## The task
Starting at the line that contains "find shop sign", output each line through the end of the data exactly, and nothing more.
(Beginning of Working data)
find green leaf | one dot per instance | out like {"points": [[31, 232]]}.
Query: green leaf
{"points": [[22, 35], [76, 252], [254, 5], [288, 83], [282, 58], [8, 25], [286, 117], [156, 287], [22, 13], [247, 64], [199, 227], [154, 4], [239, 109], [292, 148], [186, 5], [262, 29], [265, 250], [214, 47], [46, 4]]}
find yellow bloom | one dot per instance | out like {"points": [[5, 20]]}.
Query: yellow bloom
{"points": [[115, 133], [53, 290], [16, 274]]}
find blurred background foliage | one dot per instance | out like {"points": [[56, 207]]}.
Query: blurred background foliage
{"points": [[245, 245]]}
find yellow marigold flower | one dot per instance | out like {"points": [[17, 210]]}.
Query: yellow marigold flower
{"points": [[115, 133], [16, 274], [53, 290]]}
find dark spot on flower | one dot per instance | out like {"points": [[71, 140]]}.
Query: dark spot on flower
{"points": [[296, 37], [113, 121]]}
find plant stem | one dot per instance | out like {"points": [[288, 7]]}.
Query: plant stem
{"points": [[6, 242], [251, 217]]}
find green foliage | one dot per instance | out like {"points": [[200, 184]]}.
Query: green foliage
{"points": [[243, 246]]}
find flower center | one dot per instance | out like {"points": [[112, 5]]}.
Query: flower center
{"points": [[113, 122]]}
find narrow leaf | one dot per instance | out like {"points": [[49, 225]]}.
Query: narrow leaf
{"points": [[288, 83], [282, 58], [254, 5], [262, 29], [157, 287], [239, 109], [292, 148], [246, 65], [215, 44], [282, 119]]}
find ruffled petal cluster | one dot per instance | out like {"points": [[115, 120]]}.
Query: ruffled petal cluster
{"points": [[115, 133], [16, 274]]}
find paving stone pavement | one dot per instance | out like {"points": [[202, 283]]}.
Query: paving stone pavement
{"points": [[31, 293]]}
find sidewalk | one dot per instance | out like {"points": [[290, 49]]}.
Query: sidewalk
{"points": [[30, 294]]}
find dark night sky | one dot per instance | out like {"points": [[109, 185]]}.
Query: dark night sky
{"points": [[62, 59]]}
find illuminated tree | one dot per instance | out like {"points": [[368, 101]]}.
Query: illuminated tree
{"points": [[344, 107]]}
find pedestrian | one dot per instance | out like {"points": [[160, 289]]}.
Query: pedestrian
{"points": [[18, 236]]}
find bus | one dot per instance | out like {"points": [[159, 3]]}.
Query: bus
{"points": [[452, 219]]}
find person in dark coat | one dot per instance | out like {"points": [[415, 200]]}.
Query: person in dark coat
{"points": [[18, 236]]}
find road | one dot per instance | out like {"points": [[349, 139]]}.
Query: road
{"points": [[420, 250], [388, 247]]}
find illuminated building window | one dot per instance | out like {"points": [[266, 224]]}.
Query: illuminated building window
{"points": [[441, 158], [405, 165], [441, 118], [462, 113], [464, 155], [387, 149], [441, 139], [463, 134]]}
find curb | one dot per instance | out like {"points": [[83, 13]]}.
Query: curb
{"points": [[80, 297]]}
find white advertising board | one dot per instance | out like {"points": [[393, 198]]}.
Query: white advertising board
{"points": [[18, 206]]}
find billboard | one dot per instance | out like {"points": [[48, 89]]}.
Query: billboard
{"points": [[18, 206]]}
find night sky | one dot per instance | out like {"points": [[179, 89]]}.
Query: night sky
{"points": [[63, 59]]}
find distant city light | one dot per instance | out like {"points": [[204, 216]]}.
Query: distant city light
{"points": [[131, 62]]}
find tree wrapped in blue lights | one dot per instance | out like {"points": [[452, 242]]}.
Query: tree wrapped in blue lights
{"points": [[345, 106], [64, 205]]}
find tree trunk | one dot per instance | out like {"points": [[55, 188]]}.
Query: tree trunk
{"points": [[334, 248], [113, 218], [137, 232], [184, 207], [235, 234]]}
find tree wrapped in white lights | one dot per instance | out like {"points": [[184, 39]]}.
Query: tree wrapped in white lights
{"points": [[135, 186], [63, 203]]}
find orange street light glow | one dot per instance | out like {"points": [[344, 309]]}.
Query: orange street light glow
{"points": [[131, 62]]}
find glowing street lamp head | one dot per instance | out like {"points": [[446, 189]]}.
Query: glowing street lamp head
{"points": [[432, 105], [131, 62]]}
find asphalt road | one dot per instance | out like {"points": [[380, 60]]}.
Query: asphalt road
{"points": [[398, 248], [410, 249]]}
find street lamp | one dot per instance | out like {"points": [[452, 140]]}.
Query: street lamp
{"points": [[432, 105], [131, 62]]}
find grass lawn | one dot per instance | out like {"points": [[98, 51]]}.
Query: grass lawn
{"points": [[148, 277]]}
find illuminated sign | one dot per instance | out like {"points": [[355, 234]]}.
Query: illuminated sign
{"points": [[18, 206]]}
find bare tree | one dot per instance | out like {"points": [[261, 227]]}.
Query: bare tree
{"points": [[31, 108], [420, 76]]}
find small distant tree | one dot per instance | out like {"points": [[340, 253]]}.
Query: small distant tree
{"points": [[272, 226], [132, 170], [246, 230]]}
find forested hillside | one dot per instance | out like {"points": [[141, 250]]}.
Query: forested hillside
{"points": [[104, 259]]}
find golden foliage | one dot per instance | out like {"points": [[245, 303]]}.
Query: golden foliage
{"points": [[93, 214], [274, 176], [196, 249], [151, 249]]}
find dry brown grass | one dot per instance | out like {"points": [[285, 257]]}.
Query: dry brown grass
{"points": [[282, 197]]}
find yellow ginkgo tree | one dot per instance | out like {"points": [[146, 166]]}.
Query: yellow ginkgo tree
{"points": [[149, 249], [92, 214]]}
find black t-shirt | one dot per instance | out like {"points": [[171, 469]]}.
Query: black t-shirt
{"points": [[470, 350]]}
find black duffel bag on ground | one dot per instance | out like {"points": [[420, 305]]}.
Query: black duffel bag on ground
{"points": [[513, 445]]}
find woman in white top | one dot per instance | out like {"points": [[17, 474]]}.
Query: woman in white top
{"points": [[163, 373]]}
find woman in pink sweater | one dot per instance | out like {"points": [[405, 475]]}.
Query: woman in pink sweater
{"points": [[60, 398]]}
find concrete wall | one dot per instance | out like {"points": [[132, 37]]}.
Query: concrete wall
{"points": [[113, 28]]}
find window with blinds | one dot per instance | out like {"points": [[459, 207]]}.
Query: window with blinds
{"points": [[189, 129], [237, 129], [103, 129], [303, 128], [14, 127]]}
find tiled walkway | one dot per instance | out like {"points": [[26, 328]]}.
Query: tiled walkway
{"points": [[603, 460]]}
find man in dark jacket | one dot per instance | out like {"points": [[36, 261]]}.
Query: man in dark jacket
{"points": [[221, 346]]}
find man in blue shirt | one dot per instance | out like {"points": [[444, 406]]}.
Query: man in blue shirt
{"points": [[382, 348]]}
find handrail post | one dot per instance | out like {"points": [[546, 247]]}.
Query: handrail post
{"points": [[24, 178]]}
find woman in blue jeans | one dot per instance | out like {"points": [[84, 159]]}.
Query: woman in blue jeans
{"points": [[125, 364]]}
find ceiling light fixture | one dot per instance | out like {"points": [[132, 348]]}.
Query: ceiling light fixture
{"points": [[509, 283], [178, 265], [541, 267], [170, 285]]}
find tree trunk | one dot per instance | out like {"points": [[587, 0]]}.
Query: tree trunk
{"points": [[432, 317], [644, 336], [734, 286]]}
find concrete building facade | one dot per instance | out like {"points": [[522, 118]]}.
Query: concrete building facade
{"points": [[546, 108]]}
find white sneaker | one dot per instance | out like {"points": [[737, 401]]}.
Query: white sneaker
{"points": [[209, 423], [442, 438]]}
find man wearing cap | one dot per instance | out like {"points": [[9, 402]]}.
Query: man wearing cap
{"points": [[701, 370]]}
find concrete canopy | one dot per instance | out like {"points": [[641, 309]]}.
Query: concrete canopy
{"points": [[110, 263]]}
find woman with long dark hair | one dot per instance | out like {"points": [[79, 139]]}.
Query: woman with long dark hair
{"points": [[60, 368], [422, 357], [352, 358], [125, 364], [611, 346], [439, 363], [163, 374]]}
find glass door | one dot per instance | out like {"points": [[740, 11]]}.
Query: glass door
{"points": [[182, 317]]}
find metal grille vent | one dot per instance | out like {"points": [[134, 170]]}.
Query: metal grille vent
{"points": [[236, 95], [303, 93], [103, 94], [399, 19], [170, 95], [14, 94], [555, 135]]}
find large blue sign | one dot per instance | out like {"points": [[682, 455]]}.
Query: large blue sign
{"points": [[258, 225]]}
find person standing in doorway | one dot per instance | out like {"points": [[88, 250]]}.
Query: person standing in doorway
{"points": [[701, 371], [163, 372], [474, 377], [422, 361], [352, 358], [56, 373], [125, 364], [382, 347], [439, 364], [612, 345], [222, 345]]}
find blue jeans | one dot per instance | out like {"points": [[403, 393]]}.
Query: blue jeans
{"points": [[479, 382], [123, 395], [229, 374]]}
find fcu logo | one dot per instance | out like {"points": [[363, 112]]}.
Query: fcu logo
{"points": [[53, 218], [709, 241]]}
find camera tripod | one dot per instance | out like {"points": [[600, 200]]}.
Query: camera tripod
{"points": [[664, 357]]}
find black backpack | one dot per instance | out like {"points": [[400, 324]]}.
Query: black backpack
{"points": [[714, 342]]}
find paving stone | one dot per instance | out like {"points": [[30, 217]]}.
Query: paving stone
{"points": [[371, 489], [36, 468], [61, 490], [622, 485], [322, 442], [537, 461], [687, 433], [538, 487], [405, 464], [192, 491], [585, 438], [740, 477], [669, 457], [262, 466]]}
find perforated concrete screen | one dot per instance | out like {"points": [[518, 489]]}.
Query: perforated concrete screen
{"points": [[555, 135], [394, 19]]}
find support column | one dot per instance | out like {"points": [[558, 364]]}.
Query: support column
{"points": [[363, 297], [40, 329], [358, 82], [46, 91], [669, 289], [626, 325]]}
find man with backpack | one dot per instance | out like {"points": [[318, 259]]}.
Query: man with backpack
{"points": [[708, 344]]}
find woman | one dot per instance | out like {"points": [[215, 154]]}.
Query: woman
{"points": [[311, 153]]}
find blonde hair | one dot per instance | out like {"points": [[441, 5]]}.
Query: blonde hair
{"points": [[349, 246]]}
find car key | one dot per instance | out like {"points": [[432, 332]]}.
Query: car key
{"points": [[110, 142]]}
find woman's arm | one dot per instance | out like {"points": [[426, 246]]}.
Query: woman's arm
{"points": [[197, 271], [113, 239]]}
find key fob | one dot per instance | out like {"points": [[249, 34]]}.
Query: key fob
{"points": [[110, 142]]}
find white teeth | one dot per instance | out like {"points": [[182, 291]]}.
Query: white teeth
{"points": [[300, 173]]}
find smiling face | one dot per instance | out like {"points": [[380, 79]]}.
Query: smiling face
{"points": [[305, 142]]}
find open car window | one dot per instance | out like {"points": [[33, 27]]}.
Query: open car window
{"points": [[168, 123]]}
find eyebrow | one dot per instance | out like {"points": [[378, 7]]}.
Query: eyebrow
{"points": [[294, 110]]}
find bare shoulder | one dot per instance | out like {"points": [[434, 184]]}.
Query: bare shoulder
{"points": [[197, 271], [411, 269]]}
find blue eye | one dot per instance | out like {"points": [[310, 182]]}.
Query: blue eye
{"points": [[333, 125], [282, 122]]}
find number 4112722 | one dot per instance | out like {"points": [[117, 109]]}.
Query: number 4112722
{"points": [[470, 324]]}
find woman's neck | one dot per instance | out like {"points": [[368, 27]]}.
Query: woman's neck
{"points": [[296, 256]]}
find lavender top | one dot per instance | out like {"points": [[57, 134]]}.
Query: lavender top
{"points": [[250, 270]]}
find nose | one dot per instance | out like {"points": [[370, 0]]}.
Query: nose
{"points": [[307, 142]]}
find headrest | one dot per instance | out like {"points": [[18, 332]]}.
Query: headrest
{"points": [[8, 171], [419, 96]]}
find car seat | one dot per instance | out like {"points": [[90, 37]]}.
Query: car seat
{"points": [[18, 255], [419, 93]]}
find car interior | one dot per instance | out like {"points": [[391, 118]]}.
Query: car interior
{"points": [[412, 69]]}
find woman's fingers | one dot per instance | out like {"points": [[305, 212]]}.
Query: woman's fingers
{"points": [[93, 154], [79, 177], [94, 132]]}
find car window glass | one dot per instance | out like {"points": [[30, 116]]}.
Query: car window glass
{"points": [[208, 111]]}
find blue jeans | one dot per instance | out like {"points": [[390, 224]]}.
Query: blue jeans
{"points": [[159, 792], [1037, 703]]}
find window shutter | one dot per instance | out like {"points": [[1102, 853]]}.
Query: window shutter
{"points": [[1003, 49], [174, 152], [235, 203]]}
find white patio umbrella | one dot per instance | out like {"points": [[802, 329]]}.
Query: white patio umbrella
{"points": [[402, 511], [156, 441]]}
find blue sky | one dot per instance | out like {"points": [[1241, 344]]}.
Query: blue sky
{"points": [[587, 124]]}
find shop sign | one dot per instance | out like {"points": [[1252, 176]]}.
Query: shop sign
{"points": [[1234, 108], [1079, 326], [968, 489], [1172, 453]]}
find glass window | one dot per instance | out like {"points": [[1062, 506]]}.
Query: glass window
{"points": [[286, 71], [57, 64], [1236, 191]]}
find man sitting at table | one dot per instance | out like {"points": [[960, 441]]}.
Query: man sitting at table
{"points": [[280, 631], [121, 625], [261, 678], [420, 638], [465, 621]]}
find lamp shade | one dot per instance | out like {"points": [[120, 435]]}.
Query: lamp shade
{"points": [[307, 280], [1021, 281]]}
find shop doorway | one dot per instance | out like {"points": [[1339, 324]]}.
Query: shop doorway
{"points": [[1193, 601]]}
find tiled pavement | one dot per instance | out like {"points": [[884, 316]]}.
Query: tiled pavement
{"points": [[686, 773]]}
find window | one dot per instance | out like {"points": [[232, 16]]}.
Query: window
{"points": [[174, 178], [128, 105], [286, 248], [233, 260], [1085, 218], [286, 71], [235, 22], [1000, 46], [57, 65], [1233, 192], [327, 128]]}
(End of Working data)
## Exercise solution
find shop sign | one dot per instance | out like {"points": [[1252, 176]]}.
Query: shop sign
{"points": [[1234, 108], [1079, 326], [968, 489], [1172, 453]]}
find glass window | one dot per instance | out like {"points": [[1062, 506]]}.
Query: glass window
{"points": [[286, 71], [57, 64], [1236, 191]]}
find man sitting at table | one dot per instance | out like {"points": [[960, 441]]}.
Query: man sitting at table
{"points": [[280, 631], [121, 625], [261, 678], [420, 638], [465, 621]]}
find lamp shade | one dot per instance | out like {"points": [[120, 435]]}.
Query: lamp shade
{"points": [[307, 280], [1021, 281]]}
find shop doorway | one dot per instance | out like {"points": [[1339, 324]]}.
Query: shop doorway
{"points": [[1193, 601]]}
find tiled pavement | one dot per instance | out like {"points": [[884, 316]]}.
Query: tiled pavement
{"points": [[686, 773]]}
find window | one dot per instance | out like {"points": [[232, 16]]}.
Query: window
{"points": [[174, 178], [128, 105], [286, 248], [233, 260], [1085, 218], [286, 71], [235, 22], [1000, 46], [57, 65], [1233, 192], [327, 128]]}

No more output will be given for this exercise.